■ Direction ■
Copy out all the entries below, requests included, but multiply every coordinate in the answers by 0.8 and round each to a whole number, with halves rounded up. Leave the pictures out.

■ Records shown ■
(begin)
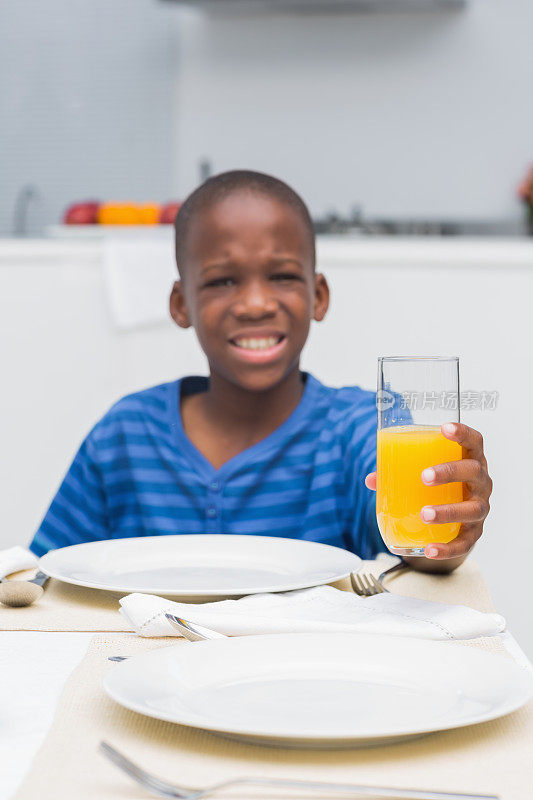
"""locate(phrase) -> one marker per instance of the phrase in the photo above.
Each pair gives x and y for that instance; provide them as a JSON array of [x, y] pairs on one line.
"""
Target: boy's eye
[[220, 282]]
(end)
■ Solution below ■
"""locate(phrase) -> one marker per instance of the phrase in the photo above.
Each pair gives x and y for that instance; provide them as a JSON array of [x, y] pairs on one line.
"""
Target: boy's eye
[[176, 226]]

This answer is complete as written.